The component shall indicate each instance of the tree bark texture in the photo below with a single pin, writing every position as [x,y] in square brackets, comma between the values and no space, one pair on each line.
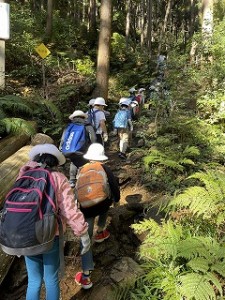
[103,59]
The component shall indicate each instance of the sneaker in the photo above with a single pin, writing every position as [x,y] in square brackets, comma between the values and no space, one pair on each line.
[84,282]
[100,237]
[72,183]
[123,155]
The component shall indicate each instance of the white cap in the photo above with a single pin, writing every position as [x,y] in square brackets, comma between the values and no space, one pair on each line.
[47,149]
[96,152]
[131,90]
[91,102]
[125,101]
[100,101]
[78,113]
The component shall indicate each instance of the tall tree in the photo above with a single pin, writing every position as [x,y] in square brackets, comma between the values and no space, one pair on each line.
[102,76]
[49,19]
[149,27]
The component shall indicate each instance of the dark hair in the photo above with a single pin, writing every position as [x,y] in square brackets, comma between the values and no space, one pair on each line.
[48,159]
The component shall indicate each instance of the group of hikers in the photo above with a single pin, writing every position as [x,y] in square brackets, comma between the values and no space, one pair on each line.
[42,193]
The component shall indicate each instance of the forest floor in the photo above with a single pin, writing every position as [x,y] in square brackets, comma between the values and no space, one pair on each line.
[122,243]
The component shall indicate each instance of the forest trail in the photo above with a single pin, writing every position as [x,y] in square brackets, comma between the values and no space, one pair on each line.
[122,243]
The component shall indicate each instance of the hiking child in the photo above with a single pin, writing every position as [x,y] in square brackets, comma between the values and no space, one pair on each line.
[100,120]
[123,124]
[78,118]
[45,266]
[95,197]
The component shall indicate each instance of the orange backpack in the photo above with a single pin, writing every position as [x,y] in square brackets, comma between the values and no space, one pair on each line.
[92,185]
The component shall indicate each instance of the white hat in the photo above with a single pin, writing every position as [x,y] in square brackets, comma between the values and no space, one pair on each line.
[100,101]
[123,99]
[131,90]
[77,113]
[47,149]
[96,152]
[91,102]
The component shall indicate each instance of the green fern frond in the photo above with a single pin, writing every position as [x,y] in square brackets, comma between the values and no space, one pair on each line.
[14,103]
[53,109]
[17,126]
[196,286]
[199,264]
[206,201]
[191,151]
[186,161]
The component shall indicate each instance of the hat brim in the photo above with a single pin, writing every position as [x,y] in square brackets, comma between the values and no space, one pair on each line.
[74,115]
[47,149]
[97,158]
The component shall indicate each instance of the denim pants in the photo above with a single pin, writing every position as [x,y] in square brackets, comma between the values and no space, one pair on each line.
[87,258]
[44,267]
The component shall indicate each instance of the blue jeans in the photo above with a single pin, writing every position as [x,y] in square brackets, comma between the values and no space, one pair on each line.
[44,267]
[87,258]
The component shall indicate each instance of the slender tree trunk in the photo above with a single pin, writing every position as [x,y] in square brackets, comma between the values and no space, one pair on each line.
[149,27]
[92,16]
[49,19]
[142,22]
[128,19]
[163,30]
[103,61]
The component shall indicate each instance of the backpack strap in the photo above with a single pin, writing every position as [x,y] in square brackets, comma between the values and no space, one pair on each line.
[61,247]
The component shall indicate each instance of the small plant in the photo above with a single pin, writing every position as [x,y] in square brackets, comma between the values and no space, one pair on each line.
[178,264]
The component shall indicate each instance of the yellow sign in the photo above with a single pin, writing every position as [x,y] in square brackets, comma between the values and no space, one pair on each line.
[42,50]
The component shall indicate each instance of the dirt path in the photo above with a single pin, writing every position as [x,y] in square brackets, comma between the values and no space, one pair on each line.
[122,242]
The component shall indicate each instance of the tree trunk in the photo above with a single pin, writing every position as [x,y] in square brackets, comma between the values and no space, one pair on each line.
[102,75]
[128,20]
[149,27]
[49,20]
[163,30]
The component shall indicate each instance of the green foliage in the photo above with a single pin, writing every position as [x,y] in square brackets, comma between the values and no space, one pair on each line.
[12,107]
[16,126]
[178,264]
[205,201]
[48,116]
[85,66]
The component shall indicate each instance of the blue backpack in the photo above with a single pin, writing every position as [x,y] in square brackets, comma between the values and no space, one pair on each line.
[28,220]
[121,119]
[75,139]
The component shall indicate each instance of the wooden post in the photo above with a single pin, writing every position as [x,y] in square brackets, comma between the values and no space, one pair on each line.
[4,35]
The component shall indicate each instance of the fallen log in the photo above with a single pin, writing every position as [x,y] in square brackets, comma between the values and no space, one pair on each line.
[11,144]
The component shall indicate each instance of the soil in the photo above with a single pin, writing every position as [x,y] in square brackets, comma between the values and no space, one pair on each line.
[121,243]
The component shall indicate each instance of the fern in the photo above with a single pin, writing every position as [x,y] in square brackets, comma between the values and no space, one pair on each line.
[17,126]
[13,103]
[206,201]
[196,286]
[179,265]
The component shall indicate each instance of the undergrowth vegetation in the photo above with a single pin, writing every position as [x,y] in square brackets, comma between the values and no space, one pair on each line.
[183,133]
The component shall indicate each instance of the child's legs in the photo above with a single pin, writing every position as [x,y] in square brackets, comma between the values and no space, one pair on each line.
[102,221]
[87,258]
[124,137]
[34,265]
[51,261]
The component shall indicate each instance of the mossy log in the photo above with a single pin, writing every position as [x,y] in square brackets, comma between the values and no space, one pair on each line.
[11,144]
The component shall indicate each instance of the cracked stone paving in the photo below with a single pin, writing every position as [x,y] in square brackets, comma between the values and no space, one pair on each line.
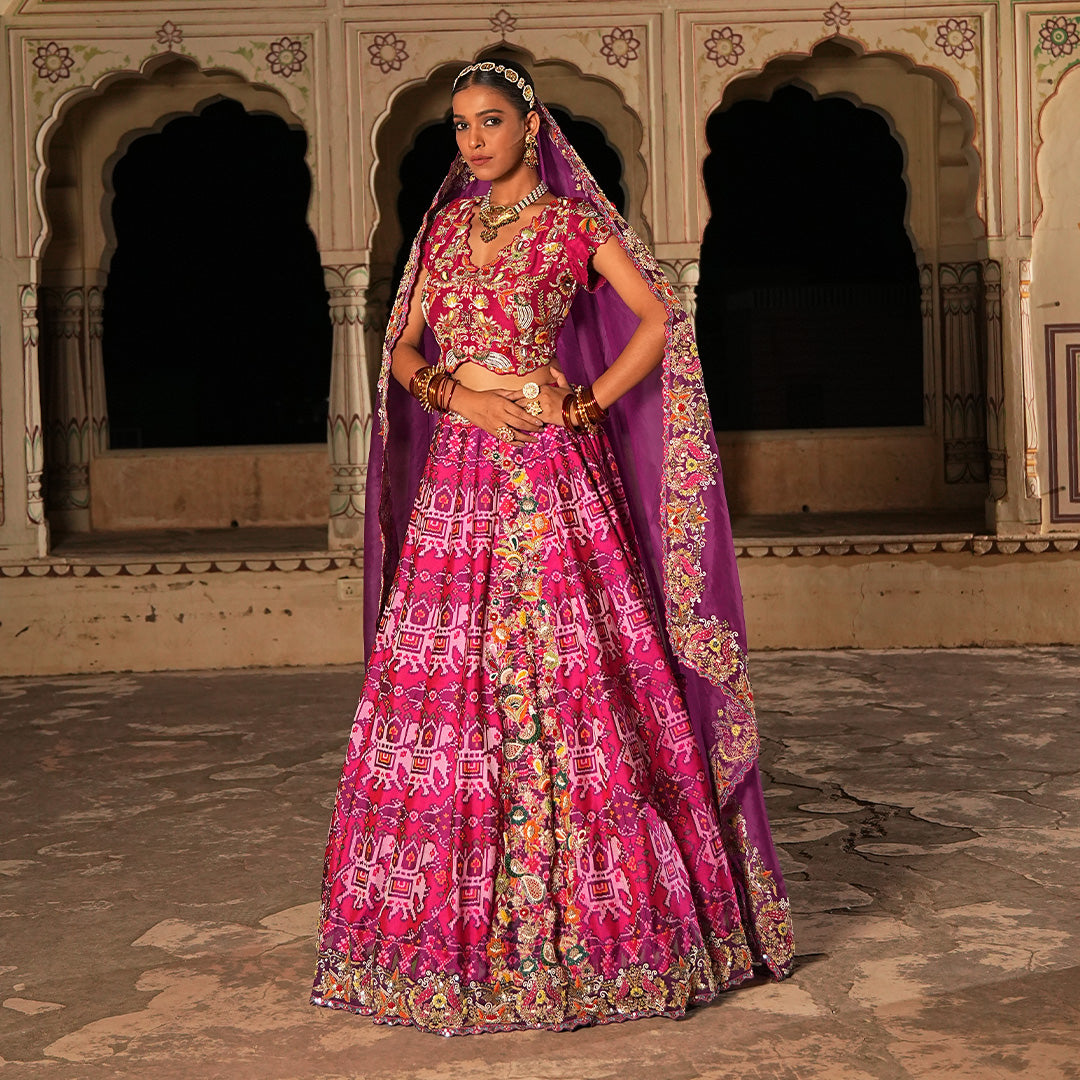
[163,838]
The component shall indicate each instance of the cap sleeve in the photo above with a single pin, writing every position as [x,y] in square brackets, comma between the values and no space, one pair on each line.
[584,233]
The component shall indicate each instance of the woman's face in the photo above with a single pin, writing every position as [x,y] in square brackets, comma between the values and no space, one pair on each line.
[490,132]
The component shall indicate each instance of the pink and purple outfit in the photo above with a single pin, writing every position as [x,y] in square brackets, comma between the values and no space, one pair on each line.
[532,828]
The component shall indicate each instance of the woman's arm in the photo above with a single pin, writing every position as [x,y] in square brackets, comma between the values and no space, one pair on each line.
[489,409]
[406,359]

AIM — Take the listing above and print it exactly, apart from the pictures.

FINAL RESULT —
The component shall indicate each instance of the tree bark texture in the photo below with a single pin, writing every position as [x,y] in square brackets, comma between the values and no space, one pair on each line.
[103,59]
The component shall indicate each instance of the sneaker in the photo above with a single pin, writing every position as [x,y] in square brackets, comma between the values and no space, one pair on each line.
[84,282]
[100,237]
[72,183]
[123,155]
The component shall indicate each instance of the white cap in the photo above with a single pin, writing every position as [x,y] in square brackets, comma between the values and no space, one pair on each line.
[47,149]
[96,152]
[131,90]
[91,102]
[125,101]
[100,101]
[78,113]
The component shall indicate each instance of the tall tree in the photo above with a single pin, writing every position as [x,y] in square brackets, comma between the values and no space, one pair on each line.
[102,76]
[49,19]
[149,27]
The component shall indicate each instance of the dark hair in the photo above with a single pin, writing every position as [x,y] in square brackets, comma between the values and no space, one pair on each line.
[48,159]
The component shall indicate each instance of the group of hikers in the photo above with a single pin, writing every position as [x,y] in square brackets, comma between the values and no space, one pair on each line.
[42,193]
The component shall indicate each instance of the forest floor in the photo above with a single pin, writing every position as [x,y] in square brackets, comma between the values and no space, one pair on each line.
[122,243]
The component shall indicate each instance of the forest trail in the photo above with a single pin, writing every position as [x,y] in square brackets, comma between the values and no space, one pair on each line.
[122,243]
The component shall indicate each instance of the hiking child in the photo above with a single pin, writing every position as [x,y] in square brackets, comma between the values and no space, one pair on each line.
[100,120]
[123,124]
[78,118]
[45,266]
[95,197]
The component shall indicate each instance of the orange backpack in the photo above with a single pin, writing every position as [x,y] in square brackets, comma between the values and no space, one pair on each line.
[92,185]
The component shall indicate each instance of the white hat in the photo above with a single pin, writing every position as [x,y] in square brackets, comma between the values and no space, one pair on each line.
[100,101]
[123,99]
[131,90]
[77,113]
[47,149]
[96,152]
[91,102]
The component shall indicate each instance of the green fern frond in the photo above with a single pin, writing every position as [x,y] in square brackets, comma between the values and no space, one pair on each line.
[14,103]
[53,109]
[17,126]
[196,286]
[199,264]
[206,201]
[191,151]
[186,161]
The component shall indicate each instance of the hat brim in the photo above with a single pin, writing every position as [x,y] in square brackets, comma between the values and no space, one pair on each line.
[74,115]
[47,149]
[97,158]
The component shall indicate each instance of the denim pants in the photo above with a single pin, writing every position as [x,y] in square brackets, comma between the values and no space, one pair on each line.
[87,258]
[44,267]
The component shall indicate each instance of the blue jeans in the photo above with a single pin, writing every position as [x,y] in square brackets, comma between the values and no space, one pair on each line.
[44,267]
[87,258]
The component shall indicate each instance of the slender tree trunk in the photo above with a single pin, writing every position as [x,y] in square brackets, comma between the values and no space, one pair on each line.
[149,27]
[92,16]
[49,19]
[142,22]
[128,19]
[163,30]
[103,61]
The component shall indicate each instance of the backpack strap in the photo above with a single pin, writing every position as [x,y] in square brackets, comma between the values and no space, one pair on each line.
[61,247]
The component shall indicate each instance of the small plant in the photo above with a single pin, writing every position as [x,y] in square brackets, comma between the values and no space, one pair on each line.
[178,264]
The component shall indicate each instance of the yellow sign in the photo above with a single pin, writing every position as [x,y] in square brackets, comma between the values and no space, one pair on each line.
[42,50]
The component shall indicate each instance of the dirt path in the photo above with a single pin, writing every position as [x,y] in square brackets, comma between the values and no space, one pair on each line.
[122,242]
The component shall indicate each instance of the tree trunk in the photo above with a single pin, writing every position as [x,y] in square brackets, comma between the values and no space, one pair on each line.
[102,75]
[128,20]
[149,27]
[49,20]
[163,30]
The component shall indicate each instance of the green foliage in the photo above with a single pin, writing every position as [x,y] in square brackets, comma between the values and no space, one pair on each line.
[12,107]
[16,126]
[178,264]
[205,201]
[48,116]
[85,66]
The component shall indicate each instance of the blue backpack in the photo above with a single pin, writing every position as [x,y] in square brackets, comma between the values and no space, one pair on each line.
[28,220]
[121,119]
[75,139]
The component shall indicate each instance of the wooden post in the photo above with a single pin, writing every position as [x,y] in square brackets, comma between the values and no space, one pair on each line.
[4,35]
The component shall indicate each instance of the fallen log in the photo above with a single pin, writing every position as [x,y] in square brackets, comma between the values and no space, one pair on each line.
[11,144]
The component shall indicate each instance of the soil in the photo above with a single pin, writing every position as [x,y] in square brackets, comma between the values and no space, one pair on each line.
[121,243]
The component shall indicate each instance of the fern in the photo above with a single pin, writing every position as [x,y] in square brackets, comma between the values and no space, one pair on each line.
[17,126]
[13,103]
[206,201]
[196,286]
[179,265]
The component shall indicate each instance of the undergrowth vegetation in the photo above with a single pin, writing every position as [x,y] in square brackets, comma between the values and no space, one pair on each line.
[183,133]
The component shall indicate each instance of the child's legs in the photo above with a single pin, writing every position as [x,y] in square brackets, comma between the values and no space, one pair on each line.
[102,221]
[87,258]
[124,137]
[34,265]
[51,261]
The component shall indicate each instance of the mossy log in the photo above with a single pin, writing every position as [x,y] in square brackets, comma between the values and no space, one pair on each line.
[11,144]
The component shall indicate each instance of the cracked stone paving in the photo below with a single pin, writing every position as [x,y] in square brackets, comma between the values and no space, one pair on each line.
[163,838]
The component shall indicate each instance of the cap sleeve in the photo above with a single pin, writing every position as [x,y] in square brackets, comma between the values and no space, one pair on each line.
[584,233]
The component shall indicate each instance of the woman's face in the photo above with a single pin, writing every position as [x,y] in square brackets, comma between the values and no space, one pair on each line.
[490,132]
The component shall indicate each instance of the pink and purple outfit in the photo above with a single pin, writing every position as [x,y] in square brackets, comma between the values and no space, one pair on each line.
[532,828]
The component shall indicate each instance of the woman's arm in the photo above with a single pin, writing every position as [x,y] in square brackets, comma between the values and no space, one pair on each line.
[489,409]
[406,359]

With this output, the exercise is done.